Given passage:
Sorry about the delay. We did confirm the Jumbo frames. We dropped the
iSCSI and and switched to NFS on FreeNAS before I got your reply. Seems to
have gotten rid of any hiccups. And we like being able to see the files
better than iSCSI anyway.
So we decided that we were very confident it's oVirt (reason I'm here on
oVirt forum) and we took a complete shit box: a 4 core i5 from multiple
years ago with 16gb ram (unknown speed) and a 1tb hard disk drive fedora 27
box, mount the freenas NFS and run the a VM using libvirt/kvm directly
over 10gb nic and got 400-900 MBps. Also tested proxmox, got the slow
speeds again (faster than oVirt) at around 90MBps.
So there is definitely something with proxmox that is slower than kvm and
something with oVirt that is slower than proxmox. Each a step up in cool
features..and a large step down in performance.
So we're dropping all this. Spent way too much time on it. Going FreeNAS
with KVM virt manager. Lots of people online talking about oVirt actually
working well but then don't back it up with any info. No clear cut way to
create an oVirt setup that actually performs. So we're junking it. Thanks
for the help guys, I think you've set us on the right course for the next
decade.
On Thu, Mar 14, 2019 at 8:12 AM Karli Sjöberg <karli(a)inparadise.se> wrote:
On 2019-03-13 05:20, Drew Rash wrote:
Pictures and speeds are the latest. Which seems to be the best performance
we've ever gotten so far. Still seems like the hardware is sitting idling
by not doing much after an initial burst.
Took a picture of a file copy using the latest setup. You can see it
transfer like 25% of a 7gig file at some where around 1GBps or 600MBps ish
(it disappears quickly) down to 40MBps
The left vm "MikeWin10:1" is freeNAS'd and achieves much higher highs.
Still crawls down to the lows and has pause and weird stuff.
The right vm "MikeWin10_Drew:1" is a gluster fs mount. We tried nfs and
decided to try gluster again but with a "negative-timeout=1" option
set...appears to have made it faster by 4x.
*https://imgur.com/a/R2w6IcO <
https://imgur.com/a/R2w6IcO>*
*4 Boxes:*
(2)Two are c9x299-PG300F super micro boards with 14c (28thread) i9's
128GB 3200MHz Ram
(1)FreeNAS is our weakest of all 4 boxes - 6 core, 64GB ram i7 extreme
version.
Heyo!
Not that the thread is about ZFS, but I find this "stop and go" behavior
interesting.
FreeNAS is a excellent NAS platform, I mean, it's in the name, right? ;)
However, the ZFS filesystem and how you configure the system does impact
performance. First of all, how have you configured the drives in the zpool?
RAIDZ is not recommended for virtualization, just because it's random IOPS
performance are set to 1 HDD/vdev. If we assume a SATA drive has 150 random
IOPS and you create a 8 x 6 TB RAIDZ2 vdev, that entire pool only have 150
random IOPS total. Can you do a "zpool status" and post the output?

The tasks:
A: Condense the paragraph of the forum thread that begins "So we decided that we were very confident" into a short bulleted list that keeps its main facts.
B: Please reproduce the rows verbatim, everything from the start of the rows down to and including the line that contains "pixel 756 614".

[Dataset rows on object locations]
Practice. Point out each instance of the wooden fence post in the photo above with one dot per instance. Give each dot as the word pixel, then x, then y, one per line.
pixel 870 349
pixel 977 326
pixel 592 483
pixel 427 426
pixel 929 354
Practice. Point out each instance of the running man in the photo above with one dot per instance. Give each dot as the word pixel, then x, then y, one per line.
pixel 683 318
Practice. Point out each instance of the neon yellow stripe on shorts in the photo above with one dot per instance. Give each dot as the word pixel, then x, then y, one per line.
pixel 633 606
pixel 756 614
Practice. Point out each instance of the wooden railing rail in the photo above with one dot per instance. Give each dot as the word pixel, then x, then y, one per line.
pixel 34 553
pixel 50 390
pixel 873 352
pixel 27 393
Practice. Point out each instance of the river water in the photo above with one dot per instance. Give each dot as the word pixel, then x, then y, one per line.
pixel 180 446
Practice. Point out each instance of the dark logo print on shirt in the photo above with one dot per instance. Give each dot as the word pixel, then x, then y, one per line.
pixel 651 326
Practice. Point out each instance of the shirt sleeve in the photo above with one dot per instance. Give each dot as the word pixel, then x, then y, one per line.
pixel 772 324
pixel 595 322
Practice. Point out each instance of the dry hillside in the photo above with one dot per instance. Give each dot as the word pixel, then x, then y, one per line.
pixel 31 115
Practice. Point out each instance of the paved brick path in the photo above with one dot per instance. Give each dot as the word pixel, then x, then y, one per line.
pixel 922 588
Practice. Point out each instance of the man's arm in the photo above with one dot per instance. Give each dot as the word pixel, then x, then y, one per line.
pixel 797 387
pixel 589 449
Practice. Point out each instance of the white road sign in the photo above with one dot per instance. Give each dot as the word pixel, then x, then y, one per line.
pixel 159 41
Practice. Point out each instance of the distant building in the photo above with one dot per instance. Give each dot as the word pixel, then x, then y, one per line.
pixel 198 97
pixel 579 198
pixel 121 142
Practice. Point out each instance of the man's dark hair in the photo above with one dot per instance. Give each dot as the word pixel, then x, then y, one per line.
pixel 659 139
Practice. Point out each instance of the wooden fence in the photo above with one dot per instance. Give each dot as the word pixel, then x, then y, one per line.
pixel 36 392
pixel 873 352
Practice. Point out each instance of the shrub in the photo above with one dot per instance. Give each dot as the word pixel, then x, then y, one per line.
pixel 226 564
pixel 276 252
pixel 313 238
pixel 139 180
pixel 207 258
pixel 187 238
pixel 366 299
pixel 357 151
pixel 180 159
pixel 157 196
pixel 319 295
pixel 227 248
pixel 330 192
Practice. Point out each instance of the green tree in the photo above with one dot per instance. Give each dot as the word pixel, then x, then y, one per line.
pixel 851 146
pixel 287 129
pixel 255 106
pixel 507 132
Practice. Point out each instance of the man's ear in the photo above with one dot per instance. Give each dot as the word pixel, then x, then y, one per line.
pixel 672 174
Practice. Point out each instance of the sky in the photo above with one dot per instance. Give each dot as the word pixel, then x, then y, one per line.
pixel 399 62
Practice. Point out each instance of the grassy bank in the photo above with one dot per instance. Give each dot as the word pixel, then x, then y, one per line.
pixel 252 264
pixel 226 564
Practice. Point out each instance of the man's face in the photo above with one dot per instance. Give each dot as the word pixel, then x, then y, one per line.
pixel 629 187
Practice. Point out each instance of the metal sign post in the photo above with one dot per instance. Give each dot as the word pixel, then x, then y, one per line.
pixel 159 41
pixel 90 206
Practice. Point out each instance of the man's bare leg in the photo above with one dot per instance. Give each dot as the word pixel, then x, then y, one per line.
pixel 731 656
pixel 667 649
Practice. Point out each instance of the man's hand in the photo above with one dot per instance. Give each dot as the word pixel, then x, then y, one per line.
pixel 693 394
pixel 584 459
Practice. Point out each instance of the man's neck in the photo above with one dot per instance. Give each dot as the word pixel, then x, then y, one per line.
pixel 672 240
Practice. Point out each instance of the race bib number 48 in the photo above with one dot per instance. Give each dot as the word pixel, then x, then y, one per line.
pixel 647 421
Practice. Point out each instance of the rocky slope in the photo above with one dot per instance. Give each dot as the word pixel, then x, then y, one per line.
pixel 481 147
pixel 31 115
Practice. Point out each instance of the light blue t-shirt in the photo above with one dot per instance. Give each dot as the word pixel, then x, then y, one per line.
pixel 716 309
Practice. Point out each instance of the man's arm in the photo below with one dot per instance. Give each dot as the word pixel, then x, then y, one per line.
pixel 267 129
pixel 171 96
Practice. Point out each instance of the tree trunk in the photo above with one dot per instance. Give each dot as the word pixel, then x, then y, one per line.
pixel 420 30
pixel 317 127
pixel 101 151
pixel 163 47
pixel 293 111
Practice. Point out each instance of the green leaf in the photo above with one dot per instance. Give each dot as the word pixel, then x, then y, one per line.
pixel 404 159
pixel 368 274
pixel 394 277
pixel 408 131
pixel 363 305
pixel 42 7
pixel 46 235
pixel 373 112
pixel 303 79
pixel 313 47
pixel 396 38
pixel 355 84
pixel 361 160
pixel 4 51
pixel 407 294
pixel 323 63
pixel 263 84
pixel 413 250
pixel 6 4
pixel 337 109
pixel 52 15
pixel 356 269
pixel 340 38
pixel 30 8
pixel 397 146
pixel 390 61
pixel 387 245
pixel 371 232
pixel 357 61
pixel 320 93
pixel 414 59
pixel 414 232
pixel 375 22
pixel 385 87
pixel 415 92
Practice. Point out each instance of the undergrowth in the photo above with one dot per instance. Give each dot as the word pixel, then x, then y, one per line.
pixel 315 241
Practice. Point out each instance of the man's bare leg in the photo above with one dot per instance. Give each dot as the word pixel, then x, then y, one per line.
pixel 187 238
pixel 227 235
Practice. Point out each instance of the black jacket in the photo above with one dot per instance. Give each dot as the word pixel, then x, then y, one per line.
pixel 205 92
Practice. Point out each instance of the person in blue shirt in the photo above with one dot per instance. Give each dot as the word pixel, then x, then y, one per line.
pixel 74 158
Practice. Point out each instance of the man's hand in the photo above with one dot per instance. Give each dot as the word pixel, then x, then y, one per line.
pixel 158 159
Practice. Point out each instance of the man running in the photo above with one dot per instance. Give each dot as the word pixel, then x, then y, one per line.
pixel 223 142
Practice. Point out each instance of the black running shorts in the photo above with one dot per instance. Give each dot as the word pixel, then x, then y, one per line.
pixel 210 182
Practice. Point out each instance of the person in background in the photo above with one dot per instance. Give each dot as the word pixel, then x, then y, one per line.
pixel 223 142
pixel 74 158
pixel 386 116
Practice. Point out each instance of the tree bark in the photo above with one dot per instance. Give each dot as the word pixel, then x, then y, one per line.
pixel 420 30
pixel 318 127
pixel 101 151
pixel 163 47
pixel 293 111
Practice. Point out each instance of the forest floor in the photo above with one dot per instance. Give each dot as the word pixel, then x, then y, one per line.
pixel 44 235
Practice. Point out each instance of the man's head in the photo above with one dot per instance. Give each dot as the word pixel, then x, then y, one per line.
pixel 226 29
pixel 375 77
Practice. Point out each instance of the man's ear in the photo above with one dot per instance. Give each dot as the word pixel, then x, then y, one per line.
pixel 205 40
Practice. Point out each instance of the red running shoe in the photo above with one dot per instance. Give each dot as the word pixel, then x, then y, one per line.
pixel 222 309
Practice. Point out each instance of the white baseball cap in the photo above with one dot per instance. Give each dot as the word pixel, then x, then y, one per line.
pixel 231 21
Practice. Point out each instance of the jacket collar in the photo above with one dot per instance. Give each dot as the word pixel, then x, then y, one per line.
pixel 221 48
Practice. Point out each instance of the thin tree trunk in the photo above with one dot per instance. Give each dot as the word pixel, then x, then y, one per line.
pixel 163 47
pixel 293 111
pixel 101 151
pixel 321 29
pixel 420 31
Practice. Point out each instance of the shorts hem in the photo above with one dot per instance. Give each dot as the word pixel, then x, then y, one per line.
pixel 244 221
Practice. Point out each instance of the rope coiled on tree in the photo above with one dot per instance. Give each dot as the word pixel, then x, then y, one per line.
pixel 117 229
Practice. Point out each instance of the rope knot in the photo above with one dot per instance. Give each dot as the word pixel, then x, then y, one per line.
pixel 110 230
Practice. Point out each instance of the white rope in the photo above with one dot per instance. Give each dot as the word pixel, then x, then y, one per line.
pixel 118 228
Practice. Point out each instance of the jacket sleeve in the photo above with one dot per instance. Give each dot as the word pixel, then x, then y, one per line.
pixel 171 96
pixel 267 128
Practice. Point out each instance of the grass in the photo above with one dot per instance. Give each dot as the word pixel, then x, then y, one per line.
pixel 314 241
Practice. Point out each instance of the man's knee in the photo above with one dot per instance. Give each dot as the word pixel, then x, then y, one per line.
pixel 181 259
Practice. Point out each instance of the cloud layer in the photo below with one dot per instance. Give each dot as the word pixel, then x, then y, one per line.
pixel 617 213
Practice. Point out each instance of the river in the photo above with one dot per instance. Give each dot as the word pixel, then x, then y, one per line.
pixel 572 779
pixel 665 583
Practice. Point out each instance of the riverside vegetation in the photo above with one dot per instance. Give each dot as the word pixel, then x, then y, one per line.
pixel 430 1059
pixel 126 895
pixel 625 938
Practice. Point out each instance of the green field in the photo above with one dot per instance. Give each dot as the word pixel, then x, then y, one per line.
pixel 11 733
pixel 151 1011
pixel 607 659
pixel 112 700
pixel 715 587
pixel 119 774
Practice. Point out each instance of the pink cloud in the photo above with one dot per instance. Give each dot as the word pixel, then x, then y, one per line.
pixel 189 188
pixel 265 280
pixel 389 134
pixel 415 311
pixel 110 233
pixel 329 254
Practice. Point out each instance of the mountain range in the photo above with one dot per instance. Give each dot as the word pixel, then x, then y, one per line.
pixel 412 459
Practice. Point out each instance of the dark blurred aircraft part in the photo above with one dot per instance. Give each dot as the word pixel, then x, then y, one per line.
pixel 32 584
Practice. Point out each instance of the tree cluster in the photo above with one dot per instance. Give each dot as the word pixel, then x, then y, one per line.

Task answers:
A:
- The team was confident that oVirt was the cause of the problem.
- For a test, they used an old machine: a 4-core i5 with 16GB of RAM (speed unknown), a 1TB hard disk drive, and Fedora 27.
- They mounted the FreeNAS NFS share on it and ran a VM directly with libvirt/KVM over a 10Gb NIC. This gave 400-900 MBps.
- Proxmox was also tested. It was slow again at around 90 MBps, though still faster than oVirt.

B:
Practice. Point out each instance of the wooden fence post in the photo above with one dot per instance. Give each dot as the word pixel, then x, then y, one per line.
pixel 870 349
pixel 977 326
pixel 592 483
pixel 427 426
pixel 929 354
Practice. Point out each instance of the running man in the photo above with one dot per instance. Give each dot as the word pixel, then x, then y, one per line.
pixel 683 318
Practice. Point out each instance of the neon yellow stripe on shorts in the photo above with one dot per instance. Give each dot as the word pixel, then x, then y, one per line.
pixel 633 606
pixel 756 614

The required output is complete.